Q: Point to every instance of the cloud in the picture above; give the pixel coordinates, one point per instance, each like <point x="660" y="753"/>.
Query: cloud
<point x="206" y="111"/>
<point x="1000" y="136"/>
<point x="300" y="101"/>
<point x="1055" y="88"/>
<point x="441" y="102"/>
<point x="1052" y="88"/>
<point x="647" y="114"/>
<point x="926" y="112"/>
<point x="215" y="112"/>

——————

**TO BE DONE:** Find every row above that contains the string "point", treating uppercase and lowercase as different, and copy each of those rows.

**TASK OUTPUT:**
Q: Point to every instance of the cloud in the picture above; give the pixel coordinates, one point per instance, each like <point x="660" y="753"/>.
<point x="206" y="111"/>
<point x="1000" y="136"/>
<point x="300" y="101"/>
<point x="1055" y="88"/>
<point x="441" y="102"/>
<point x="1052" y="88"/>
<point x="647" y="114"/>
<point x="926" y="112"/>
<point x="215" y="112"/>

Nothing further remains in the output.